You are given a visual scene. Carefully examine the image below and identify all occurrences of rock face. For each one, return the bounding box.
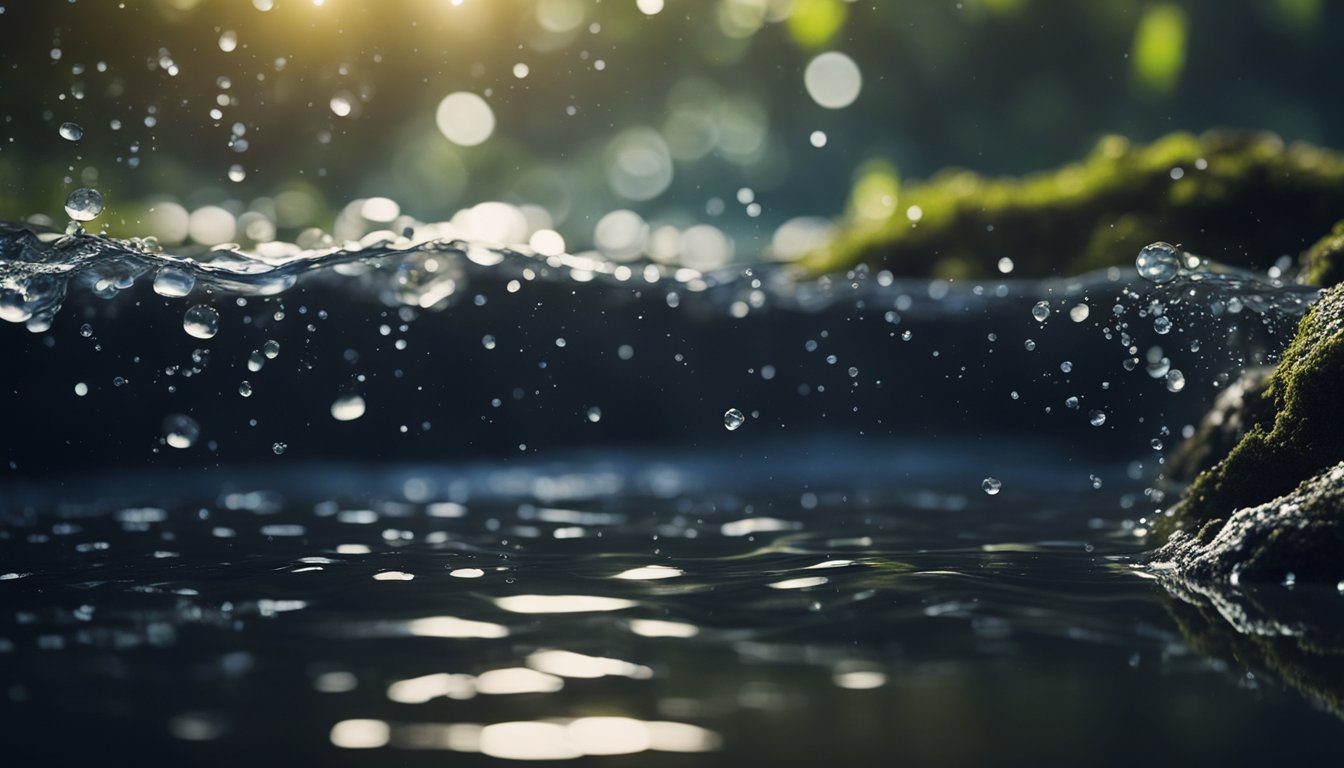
[1164,279,1344,543]
[1149,285,1344,585]
[801,132,1344,285]
[1149,463,1344,585]
[1167,366,1274,483]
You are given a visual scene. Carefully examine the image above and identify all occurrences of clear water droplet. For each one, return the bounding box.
[332,394,364,421]
[1167,369,1185,391]
[1134,242,1181,285]
[66,187,102,222]
[181,304,219,339]
[155,266,196,299]
[164,413,200,449]
[723,408,747,432]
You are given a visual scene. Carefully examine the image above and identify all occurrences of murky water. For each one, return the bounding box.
[0,223,1344,765]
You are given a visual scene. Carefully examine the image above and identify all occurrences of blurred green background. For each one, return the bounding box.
[0,0,1344,266]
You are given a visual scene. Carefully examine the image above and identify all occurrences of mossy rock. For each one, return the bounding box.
[801,132,1344,278]
[1159,285,1344,540]
[1150,463,1344,585]
[1165,366,1274,483]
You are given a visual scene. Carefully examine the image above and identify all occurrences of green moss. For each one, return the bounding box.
[802,132,1344,278]
[1164,285,1344,542]
[1302,221,1344,285]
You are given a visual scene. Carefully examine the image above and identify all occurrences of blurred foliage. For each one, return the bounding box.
[0,0,1344,254]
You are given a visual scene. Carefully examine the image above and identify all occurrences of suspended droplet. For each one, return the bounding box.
[155,266,196,299]
[66,187,102,222]
[181,304,219,339]
[164,413,200,448]
[1134,242,1181,284]
[1167,369,1185,391]
[723,408,747,432]
[332,394,364,421]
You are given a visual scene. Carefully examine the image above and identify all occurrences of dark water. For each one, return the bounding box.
[0,444,1344,765]
[0,229,1344,765]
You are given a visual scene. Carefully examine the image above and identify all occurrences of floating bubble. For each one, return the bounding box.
[181,304,219,339]
[332,394,364,421]
[155,266,196,299]
[723,408,747,432]
[802,51,863,109]
[1167,369,1185,391]
[1134,242,1181,284]
[434,90,495,147]
[164,413,200,449]
[66,187,102,222]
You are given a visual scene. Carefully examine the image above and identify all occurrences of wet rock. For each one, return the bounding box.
[1159,285,1344,540]
[1167,366,1274,482]
[1302,221,1344,285]
[1149,463,1344,585]
[801,132,1344,280]
[1159,572,1344,718]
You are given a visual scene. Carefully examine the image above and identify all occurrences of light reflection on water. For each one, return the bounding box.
[0,451,1341,764]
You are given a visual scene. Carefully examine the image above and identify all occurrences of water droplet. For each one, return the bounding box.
[66,187,102,222]
[181,304,219,339]
[723,408,747,432]
[155,266,196,299]
[332,394,364,421]
[1134,242,1181,284]
[164,413,200,448]
[1167,369,1185,391]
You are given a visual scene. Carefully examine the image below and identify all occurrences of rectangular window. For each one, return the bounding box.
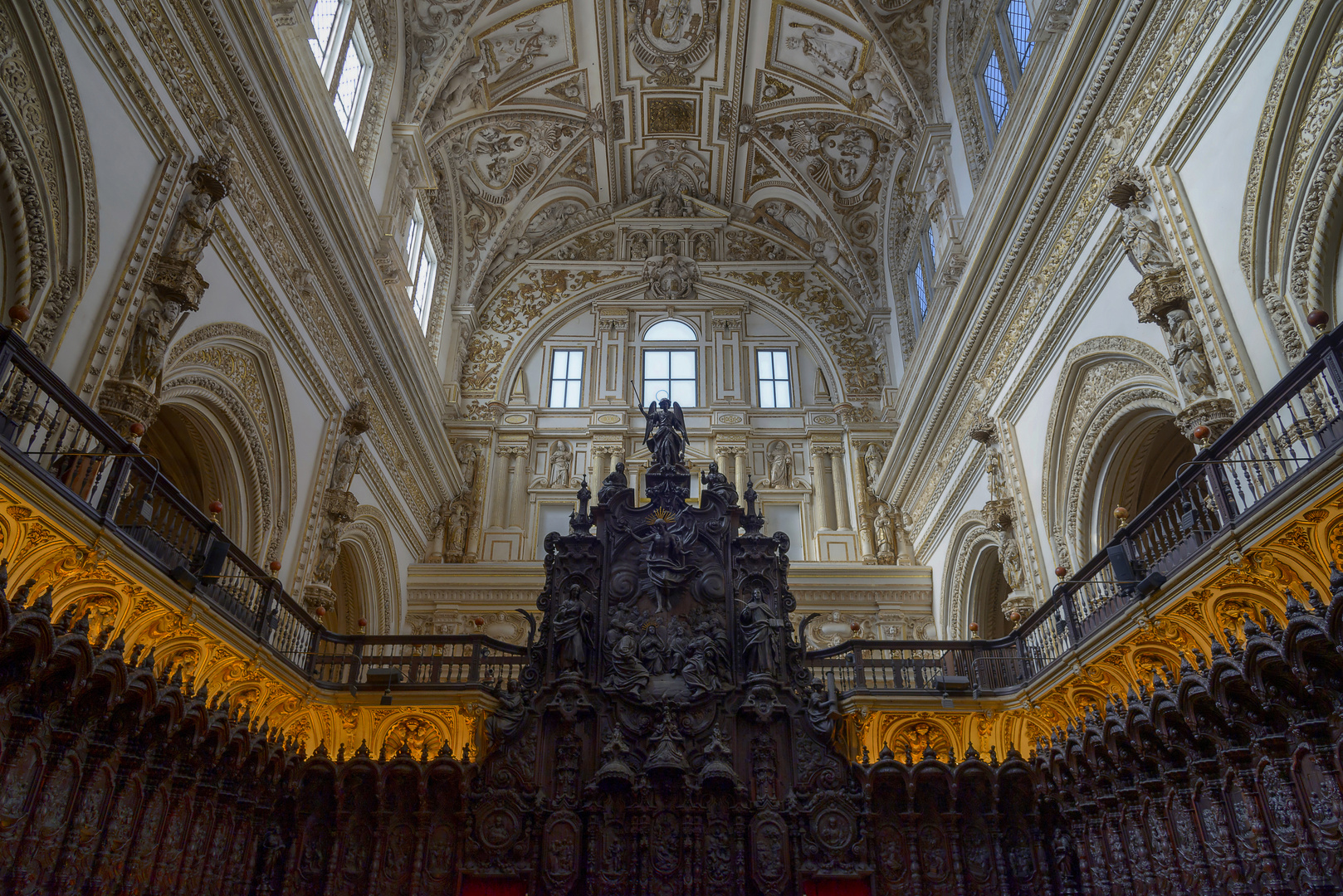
[756,348,793,407]
[643,349,696,407]
[404,199,424,262]
[308,0,348,75]
[335,22,371,144]
[411,241,437,334]
[915,261,928,317]
[983,50,1008,130]
[550,348,583,407]
[1008,0,1034,71]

• [YOUR OBJECTIVE]
Convert the data into a Markdown table with the columns Row and Line, where Row numbers each line and Line gives it. Begin at the line that contains "occurrences of mossy", stop after the line that contains "[0,229,1344,765]", and leave out blank lines.

• [TASK RESPONSE]
| Row | Line |
|---|---|
| 1 | You are given a visual scene. Carefully examine the image above and identify all occurrences of mossy rock. For each one, return the bounding box. |
| 2 | [801,132,1344,278] |
| 3 | [1159,285,1344,540] |
| 4 | [1150,463,1344,585] |
| 5 | [1165,366,1274,483] |
| 6 | You are given a visual scene. Carefully examine the image above and identify all occurrences of green moss. For each one, return the bounding box. |
| 7 | [802,132,1344,278] |
| 8 | [1164,285,1344,542] |
| 9 | [1302,221,1344,285] |
| 10 | You are given a visual scene. Carefully examine the image above and identify all occurrences of blurred foliage. For each one, return the bounding box. |
| 11 | [0,0,1344,254] |
| 12 | You are given a visual scene. Carefully examine the image above and identify all occurrences of suspended droplet. For each one, return the bounding box. |
| 13 | [155,266,196,299] |
| 14 | [66,187,102,222] |
| 15 | [181,304,219,339] |
| 16 | [164,413,200,448] |
| 17 | [1134,242,1181,284] |
| 18 | [1167,369,1185,391] |
| 19 | [723,408,747,432] |
| 20 | [332,394,364,421] |
| 21 | You are given a visual scene. Carefully examine the image above and identify all occurrences of dark water. For each one, return the bounding box. |
| 22 | [0,444,1344,765] |
| 23 | [0,229,1344,765] |